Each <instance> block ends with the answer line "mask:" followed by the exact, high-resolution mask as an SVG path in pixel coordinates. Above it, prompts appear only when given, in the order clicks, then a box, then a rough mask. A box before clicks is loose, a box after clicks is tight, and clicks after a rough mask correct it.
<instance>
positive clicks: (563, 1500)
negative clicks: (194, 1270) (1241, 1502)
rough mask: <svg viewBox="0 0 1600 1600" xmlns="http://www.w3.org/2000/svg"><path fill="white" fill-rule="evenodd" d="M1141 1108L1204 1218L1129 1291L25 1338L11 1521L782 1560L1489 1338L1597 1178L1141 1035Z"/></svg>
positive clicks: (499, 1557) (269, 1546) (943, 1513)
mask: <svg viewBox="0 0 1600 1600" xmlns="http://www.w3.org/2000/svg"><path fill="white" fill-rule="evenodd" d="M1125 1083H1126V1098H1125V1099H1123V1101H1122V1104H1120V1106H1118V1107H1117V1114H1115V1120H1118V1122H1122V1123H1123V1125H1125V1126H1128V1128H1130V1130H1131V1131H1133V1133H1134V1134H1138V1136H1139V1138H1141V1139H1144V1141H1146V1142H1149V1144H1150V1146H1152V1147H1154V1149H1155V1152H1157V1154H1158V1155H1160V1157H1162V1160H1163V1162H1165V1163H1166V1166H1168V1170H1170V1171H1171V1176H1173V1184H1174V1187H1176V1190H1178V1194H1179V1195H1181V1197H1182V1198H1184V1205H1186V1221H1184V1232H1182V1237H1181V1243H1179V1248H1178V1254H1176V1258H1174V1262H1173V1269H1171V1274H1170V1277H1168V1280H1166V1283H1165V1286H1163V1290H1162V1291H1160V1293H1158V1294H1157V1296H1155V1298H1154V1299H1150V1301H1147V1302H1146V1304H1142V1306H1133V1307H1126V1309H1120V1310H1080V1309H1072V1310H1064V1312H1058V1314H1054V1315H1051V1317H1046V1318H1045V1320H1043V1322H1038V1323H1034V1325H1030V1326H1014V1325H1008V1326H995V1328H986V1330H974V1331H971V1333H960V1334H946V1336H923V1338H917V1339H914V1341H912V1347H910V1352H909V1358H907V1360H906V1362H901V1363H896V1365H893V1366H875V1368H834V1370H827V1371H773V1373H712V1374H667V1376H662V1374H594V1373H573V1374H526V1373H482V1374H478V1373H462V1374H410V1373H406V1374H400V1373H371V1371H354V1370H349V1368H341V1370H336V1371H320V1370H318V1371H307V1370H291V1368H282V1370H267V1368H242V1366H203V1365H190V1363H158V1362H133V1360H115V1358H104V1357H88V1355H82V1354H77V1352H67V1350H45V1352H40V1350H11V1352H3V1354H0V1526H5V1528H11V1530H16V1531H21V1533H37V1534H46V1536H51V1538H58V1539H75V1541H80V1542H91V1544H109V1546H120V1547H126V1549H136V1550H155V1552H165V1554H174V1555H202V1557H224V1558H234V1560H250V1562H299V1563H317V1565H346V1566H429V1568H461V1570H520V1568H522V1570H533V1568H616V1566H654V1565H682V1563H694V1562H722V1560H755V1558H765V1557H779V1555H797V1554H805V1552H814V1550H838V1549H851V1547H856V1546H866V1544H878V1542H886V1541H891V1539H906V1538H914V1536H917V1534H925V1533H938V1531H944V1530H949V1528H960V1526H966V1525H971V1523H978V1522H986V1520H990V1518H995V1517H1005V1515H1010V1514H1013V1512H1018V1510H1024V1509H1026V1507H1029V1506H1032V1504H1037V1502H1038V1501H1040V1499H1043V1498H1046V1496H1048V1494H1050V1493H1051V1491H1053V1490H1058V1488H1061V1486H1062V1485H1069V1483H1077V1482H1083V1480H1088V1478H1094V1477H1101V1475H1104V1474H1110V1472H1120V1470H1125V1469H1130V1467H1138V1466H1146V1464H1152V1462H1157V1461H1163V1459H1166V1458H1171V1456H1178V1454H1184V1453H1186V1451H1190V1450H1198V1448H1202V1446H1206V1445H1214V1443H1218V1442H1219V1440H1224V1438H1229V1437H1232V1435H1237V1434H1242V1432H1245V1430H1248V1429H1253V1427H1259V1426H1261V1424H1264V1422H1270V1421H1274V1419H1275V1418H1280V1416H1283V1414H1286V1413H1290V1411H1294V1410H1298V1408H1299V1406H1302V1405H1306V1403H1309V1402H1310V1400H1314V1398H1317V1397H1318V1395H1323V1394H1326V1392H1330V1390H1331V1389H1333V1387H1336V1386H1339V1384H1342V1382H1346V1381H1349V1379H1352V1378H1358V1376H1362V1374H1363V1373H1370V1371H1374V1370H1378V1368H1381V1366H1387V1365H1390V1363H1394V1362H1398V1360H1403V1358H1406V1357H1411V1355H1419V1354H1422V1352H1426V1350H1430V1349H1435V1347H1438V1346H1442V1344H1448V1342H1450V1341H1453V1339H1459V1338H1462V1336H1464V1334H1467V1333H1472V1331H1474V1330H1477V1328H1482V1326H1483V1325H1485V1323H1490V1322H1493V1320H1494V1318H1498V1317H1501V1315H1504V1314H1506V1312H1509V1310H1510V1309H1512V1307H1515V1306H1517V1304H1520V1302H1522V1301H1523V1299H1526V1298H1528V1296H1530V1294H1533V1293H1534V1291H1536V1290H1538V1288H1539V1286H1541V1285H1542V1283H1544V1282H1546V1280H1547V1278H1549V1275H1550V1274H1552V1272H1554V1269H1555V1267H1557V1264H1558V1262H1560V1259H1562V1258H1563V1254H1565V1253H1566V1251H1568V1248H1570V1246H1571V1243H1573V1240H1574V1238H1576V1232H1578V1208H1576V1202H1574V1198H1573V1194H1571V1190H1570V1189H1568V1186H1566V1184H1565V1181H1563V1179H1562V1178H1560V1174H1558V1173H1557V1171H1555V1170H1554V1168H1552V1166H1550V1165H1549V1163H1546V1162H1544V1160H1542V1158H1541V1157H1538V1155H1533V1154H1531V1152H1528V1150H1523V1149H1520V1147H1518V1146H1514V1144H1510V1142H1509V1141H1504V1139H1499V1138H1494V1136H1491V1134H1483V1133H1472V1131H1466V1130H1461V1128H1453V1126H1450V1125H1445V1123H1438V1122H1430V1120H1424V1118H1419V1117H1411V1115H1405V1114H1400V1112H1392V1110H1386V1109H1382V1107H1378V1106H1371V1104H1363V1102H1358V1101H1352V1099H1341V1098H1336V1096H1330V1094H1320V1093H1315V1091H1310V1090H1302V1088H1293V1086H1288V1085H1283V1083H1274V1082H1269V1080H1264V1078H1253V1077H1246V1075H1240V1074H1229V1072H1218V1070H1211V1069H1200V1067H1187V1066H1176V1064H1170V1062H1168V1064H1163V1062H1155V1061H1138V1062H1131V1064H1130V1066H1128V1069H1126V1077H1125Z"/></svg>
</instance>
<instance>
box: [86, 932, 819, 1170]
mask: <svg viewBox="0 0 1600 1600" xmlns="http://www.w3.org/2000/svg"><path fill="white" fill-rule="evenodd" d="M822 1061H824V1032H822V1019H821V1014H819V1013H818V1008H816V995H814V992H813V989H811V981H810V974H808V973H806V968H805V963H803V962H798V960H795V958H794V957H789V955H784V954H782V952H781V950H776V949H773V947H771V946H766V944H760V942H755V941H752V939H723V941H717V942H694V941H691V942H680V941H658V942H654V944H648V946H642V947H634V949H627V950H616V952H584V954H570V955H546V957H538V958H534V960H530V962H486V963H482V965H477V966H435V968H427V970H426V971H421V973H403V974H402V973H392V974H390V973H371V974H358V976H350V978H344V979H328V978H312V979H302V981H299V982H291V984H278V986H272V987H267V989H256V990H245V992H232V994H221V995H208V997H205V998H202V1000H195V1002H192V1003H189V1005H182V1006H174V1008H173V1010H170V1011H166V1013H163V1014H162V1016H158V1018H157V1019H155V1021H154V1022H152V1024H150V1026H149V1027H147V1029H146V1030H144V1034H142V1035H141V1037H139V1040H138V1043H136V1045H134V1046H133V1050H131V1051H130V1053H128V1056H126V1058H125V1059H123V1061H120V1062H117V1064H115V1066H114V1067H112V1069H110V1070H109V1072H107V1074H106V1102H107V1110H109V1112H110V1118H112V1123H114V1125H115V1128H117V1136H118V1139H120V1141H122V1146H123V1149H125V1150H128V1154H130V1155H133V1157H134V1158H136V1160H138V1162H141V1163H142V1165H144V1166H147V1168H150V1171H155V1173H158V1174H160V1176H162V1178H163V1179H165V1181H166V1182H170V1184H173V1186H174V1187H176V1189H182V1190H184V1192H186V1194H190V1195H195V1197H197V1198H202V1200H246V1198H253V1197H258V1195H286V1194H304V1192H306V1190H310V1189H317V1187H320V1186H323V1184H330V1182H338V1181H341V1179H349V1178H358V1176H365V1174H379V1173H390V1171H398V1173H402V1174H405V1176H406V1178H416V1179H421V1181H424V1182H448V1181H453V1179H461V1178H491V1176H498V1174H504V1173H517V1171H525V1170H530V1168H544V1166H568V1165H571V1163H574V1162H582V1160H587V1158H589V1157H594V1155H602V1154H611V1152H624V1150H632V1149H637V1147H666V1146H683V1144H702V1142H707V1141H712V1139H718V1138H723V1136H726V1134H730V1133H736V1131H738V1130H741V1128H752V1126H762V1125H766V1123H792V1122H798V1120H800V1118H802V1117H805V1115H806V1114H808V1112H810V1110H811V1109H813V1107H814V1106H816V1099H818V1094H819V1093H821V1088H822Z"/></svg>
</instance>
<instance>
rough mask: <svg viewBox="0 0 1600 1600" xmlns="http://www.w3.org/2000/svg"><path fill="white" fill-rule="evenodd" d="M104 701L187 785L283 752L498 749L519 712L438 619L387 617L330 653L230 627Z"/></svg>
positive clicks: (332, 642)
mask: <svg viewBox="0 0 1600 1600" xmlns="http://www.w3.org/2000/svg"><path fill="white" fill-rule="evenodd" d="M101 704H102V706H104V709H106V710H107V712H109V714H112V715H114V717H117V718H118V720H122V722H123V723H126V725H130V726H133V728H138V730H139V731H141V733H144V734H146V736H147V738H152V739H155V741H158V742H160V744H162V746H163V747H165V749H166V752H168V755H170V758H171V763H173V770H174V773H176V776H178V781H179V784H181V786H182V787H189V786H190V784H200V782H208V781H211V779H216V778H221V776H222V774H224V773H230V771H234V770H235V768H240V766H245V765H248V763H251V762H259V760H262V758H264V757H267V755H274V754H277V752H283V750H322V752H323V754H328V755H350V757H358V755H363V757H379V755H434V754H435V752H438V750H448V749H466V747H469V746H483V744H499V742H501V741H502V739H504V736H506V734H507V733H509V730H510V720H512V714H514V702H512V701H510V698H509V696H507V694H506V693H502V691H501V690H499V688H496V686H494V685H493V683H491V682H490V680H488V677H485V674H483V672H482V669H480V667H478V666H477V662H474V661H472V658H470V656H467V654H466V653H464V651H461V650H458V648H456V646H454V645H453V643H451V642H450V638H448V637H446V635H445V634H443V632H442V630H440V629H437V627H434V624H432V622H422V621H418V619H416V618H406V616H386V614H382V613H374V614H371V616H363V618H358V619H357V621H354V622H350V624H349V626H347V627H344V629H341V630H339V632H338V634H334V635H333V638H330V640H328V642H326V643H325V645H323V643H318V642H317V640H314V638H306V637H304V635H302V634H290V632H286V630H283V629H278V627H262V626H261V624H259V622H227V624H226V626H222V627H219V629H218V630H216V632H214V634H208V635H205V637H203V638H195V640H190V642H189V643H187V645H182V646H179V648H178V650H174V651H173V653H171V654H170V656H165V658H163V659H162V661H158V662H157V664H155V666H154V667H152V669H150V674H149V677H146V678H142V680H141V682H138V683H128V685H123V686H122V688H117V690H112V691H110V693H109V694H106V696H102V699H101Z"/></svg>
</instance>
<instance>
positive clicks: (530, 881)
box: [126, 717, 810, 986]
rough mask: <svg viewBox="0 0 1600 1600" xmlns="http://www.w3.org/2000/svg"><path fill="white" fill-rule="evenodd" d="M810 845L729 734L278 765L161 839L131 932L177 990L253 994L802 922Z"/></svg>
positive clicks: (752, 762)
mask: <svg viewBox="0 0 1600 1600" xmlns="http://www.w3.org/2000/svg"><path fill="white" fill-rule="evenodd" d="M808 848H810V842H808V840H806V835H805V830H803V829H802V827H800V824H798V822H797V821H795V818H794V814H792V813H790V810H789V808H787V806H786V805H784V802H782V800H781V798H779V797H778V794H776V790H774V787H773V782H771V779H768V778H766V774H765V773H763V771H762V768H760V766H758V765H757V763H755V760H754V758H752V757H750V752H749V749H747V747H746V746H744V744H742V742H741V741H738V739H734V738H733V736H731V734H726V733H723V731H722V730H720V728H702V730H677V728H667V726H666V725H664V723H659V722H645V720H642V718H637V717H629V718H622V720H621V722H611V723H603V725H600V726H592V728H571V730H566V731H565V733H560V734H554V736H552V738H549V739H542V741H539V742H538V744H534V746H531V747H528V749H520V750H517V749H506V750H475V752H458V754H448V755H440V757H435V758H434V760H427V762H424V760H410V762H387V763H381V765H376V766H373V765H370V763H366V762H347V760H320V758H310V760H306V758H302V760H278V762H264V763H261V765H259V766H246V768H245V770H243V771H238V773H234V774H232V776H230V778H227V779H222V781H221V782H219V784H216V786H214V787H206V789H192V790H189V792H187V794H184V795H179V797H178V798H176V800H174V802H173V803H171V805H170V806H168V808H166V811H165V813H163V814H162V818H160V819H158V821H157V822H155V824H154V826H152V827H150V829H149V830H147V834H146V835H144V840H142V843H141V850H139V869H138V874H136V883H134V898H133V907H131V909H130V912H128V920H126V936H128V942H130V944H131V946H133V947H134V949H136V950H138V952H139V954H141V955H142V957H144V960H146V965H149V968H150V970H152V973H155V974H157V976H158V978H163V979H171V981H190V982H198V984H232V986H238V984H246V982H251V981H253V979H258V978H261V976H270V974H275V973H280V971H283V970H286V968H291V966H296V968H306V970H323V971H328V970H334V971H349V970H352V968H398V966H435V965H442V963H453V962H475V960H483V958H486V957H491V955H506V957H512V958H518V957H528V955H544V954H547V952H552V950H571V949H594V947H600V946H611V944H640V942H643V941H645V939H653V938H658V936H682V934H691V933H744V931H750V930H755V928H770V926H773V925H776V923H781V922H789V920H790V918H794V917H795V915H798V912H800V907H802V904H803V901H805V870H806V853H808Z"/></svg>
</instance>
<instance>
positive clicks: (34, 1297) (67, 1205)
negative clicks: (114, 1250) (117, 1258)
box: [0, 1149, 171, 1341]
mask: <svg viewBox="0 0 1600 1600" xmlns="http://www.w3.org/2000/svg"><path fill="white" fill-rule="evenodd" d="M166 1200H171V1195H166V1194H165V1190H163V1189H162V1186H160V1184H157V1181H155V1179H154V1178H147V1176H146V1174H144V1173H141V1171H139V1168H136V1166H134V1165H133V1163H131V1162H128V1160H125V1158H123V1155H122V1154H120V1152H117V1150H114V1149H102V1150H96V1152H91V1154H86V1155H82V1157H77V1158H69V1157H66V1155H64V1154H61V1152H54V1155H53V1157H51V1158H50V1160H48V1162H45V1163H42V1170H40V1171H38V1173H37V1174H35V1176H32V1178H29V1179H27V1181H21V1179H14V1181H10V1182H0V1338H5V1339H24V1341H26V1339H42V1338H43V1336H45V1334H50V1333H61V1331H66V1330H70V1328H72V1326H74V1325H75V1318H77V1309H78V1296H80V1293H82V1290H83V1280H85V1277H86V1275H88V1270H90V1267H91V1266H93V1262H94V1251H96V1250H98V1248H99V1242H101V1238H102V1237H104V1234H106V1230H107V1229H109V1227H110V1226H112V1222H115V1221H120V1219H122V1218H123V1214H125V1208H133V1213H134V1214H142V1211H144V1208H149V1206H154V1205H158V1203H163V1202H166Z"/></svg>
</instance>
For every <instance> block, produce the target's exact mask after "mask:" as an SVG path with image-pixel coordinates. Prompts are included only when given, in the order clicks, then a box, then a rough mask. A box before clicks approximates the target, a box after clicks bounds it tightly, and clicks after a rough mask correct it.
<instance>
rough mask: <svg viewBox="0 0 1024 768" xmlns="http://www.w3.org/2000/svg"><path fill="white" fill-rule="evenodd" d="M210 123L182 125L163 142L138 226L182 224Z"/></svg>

● ● ● ● ●

Recast the lines as a Markdown table with the columns No. and Line, starting at the line that contains "845L729 734L278 765L161" and stopping after the line that contains "positive clicks: (752, 762)". Number each line and leave out any blank ones.

| No. | Line |
|---|---|
| 1 | rough mask: <svg viewBox="0 0 1600 1600" xmlns="http://www.w3.org/2000/svg"><path fill="white" fill-rule="evenodd" d="M810 845L729 734L278 765L161 839L131 932L177 990L253 994L802 922Z"/></svg> |
| 2 | positive clicks: (752, 762) |